**** Text section

Group Organizes Trip to Women’s March Washington
Issue   |   Tue, 01/24/2017 - 23:59
Photo courtesy of Women’s and Gender Center
On Jan. 21, 20 Amherst students traveled to Washington D.C. to participate in the Women’s March on Washington. The trip was organized by the Reproductive Justice Alliance and received funding from the college.

A group of students traveled from Amherst to Washington D.C. on Saturday, Jan. 21 in a trip organized by student activist group Reproductive Justice Alliance to participate in the Women’s March on Washington, a demonstration against President Donald Trump’s political agenda.

Students marched carrying posters with slogans such as “My Body My Choice,” “Nasty Women Fight Back” and “Build Bridges Not Walls.” Twenty students attended the event, along with Director of the Multicultural Resource Center Bulaong Ramiz and Director of the Women’s and Gender Center Jesse Beal.

According to the event’s website, the Women’s March on Washington was organized in response to “the rhetoric of the past election cycle [that] has insulted, demonized and threatened many of us.” Designed to take place on President Trump’s first day in office, the event’s mission was to “send a bold message to our new government … that women’s rights are human rights. We stand together, recognizing that defending the most marginalized among us is defending all of us.”

Amherst students joined the protest with over half a million other demonstrators, making it one of the biggest marches in the capital’s history, as well as the largest U.S. inaugural protest, according to the Associated Press. Additionally, over half a million more protestors participated in sister marches across the country in New York, Chicago, Philadelphia, Boston and Los Angeles.

“It was great to be surrounded by so many people who share my sentiments about the election,” Rachel Cohen ’19 said in an online interview. “The energy really made me ready to roll my sleeves up and get to work.”

“Seeing the thousands of people in D.C. turn out to support women was inspiring and motivating,” Kyra Raines ’20 said in an online interview. She noted that some of the march protesters “definitely represented white feminist ideas,” but that the event speakers and organizers emphasized more intersectional issues. “Overall, it was meaningful to see so many people there and so many amazing women in one place.”

********
**** Data supplied

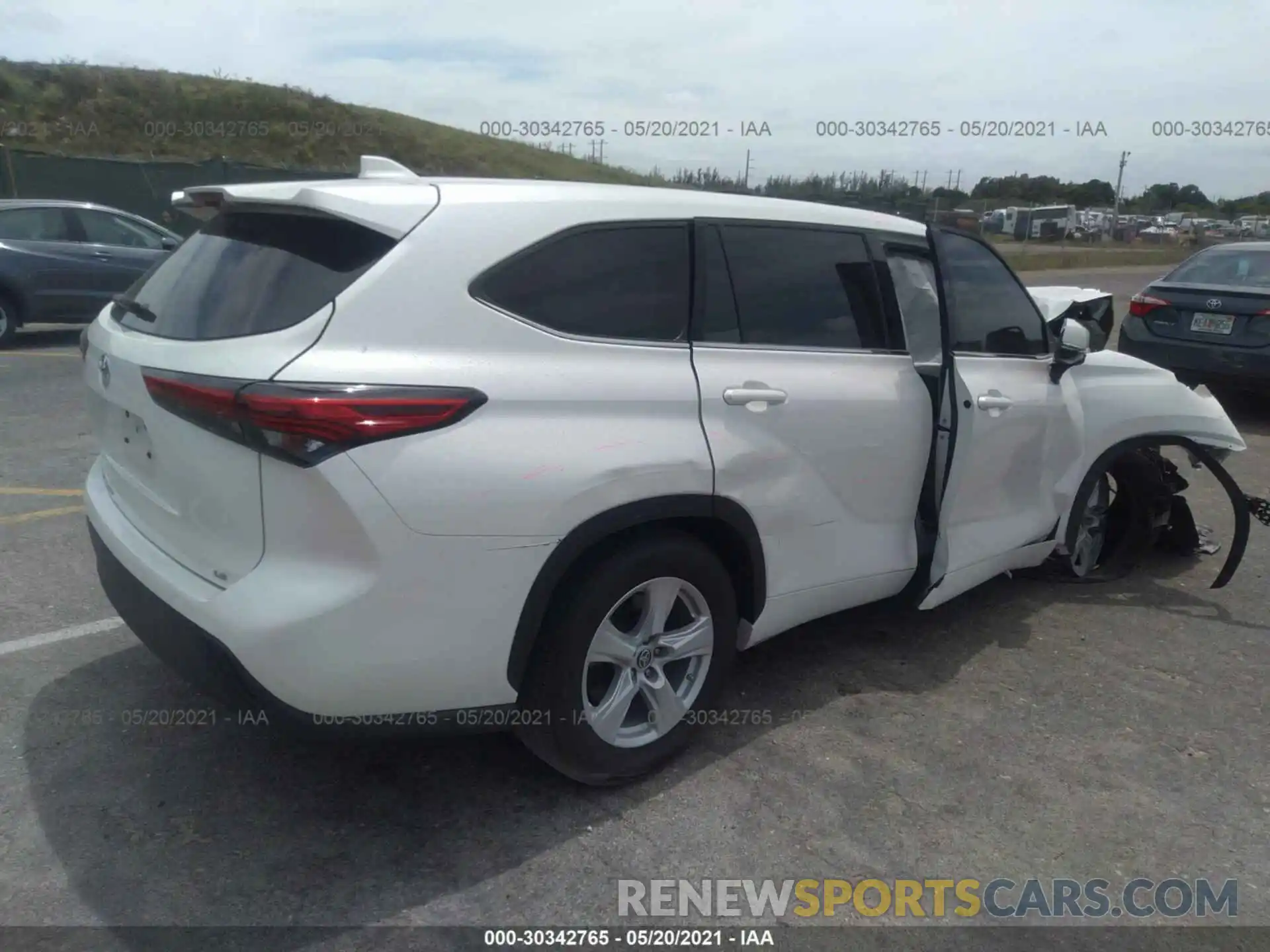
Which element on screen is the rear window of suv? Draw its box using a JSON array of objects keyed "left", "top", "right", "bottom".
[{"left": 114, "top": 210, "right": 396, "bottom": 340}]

********
**** Data supplied

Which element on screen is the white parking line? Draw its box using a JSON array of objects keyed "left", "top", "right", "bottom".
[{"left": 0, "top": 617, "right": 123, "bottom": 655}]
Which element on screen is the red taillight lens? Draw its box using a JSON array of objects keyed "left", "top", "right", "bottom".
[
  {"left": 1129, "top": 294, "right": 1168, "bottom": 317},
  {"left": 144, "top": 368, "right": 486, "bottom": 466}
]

********
**** Data supplied

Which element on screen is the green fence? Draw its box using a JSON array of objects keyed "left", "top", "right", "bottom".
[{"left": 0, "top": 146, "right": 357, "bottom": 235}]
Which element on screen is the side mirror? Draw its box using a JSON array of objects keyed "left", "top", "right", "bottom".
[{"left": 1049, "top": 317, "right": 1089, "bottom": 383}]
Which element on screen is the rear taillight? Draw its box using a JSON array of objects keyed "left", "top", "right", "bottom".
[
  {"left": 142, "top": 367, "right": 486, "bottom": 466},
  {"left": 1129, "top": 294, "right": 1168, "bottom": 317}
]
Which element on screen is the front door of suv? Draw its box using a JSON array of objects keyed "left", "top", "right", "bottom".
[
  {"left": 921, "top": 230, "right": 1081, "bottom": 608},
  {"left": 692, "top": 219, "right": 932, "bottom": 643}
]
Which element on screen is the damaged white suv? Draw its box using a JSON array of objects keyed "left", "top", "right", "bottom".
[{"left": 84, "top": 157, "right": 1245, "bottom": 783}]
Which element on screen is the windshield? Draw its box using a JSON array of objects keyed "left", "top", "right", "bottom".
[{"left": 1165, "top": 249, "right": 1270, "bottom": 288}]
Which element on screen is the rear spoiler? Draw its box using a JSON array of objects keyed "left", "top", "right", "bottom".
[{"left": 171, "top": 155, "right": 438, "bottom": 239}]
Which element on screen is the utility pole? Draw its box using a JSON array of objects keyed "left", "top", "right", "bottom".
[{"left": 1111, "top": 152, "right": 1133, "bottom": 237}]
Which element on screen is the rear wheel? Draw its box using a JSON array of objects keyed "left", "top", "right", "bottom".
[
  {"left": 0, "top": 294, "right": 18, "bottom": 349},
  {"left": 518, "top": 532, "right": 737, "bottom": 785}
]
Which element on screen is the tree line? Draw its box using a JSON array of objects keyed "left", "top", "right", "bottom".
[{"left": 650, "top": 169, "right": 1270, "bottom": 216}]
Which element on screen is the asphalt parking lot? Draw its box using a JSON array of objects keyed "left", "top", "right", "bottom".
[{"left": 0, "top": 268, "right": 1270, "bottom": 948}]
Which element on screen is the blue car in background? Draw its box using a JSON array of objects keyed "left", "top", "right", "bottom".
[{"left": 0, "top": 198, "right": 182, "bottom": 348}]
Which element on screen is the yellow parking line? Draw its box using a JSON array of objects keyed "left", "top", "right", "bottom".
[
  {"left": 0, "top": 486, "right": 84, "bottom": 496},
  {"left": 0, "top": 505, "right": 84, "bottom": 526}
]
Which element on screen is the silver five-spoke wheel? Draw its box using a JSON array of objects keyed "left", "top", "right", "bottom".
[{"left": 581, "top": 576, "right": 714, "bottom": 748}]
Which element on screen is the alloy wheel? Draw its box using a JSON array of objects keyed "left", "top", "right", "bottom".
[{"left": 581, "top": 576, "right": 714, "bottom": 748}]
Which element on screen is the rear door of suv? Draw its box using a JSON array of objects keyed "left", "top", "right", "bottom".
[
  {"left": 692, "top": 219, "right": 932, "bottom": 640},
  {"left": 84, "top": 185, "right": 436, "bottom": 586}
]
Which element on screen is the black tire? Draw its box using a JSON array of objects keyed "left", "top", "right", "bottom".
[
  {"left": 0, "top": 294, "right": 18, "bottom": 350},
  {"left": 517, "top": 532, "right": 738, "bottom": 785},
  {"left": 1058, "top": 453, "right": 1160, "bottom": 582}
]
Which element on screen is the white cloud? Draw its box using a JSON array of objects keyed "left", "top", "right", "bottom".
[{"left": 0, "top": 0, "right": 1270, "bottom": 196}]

********

**Task item**. Echo the full article about the student trip to the Women's March on Washington, word for word. The lines come from a different source than the article.

**Task output**.
Group Organizes Trip to Women’s March Washington
Issue   |   Tue, 01/24/2017 - 23:59
Photo courtesy of Women’s and Gender Center
On Jan. 21, 20 Amherst students traveled to Washington D.C. to participate in the Women’s March on Washington. The trip was organized by the Reproductive Justice Alliance and received funding from the college.

A group of students traveled from Amherst to Washington D.C. on Saturday, Jan. 21 in a trip organized by student activist group Reproductive Justice Alliance to participate in the Women’s March on Washington, a demonstration against President Donald Trump’s political agenda.

Students marched carrying posters with slogans such as “My Body My Choice,” “Nasty Women Fight Back” and “Build Bridges Not Walls.” Twenty students attended the event, along with Director of the Multicultural Resource Center Bulaong Ramiz and Director of the Women’s and Gender Center Jesse Beal.

According to the event’s website, the Women’s March on Washington was organized in response to “the rhetoric of the past election cycle [that] has insulted, demonized and threatened many of us.” Designed to take place on President Trump’s first day in office, the event’s mission was to “send a bold message to our new government … that women’s rights are human rights. We stand together, recognizing that defending the most marginalized among us is defending all of us.”

Amherst students joined the protest with over half a million other demonstrators, making it one of the biggest marches in the capital’s history, as well as the largest U.S. inaugural protest, according to the Associated Press. Additionally, over half a million more protestors participated in sister marches across the country in New York, Chicago, Philadelphia, Boston and Los Angeles.

“It was great to be surrounded by so many people who share my sentiments about the election,” Rachel Cohen ’19 said in an online interview. “The energy really made me ready to roll my sleeves up and get to work.”

“Seeing the thousands of people in D.C. turn out to support women was inspiring and motivating,” Kyra Raines ’20 said in an online interview. She noted that some of the march protesters “definitely represented white feminist ideas,” but that the event speakers and organizers emphasized more intersectional issues. “Overall, it was meaningful to see so many people there and so many amazing women in one place.”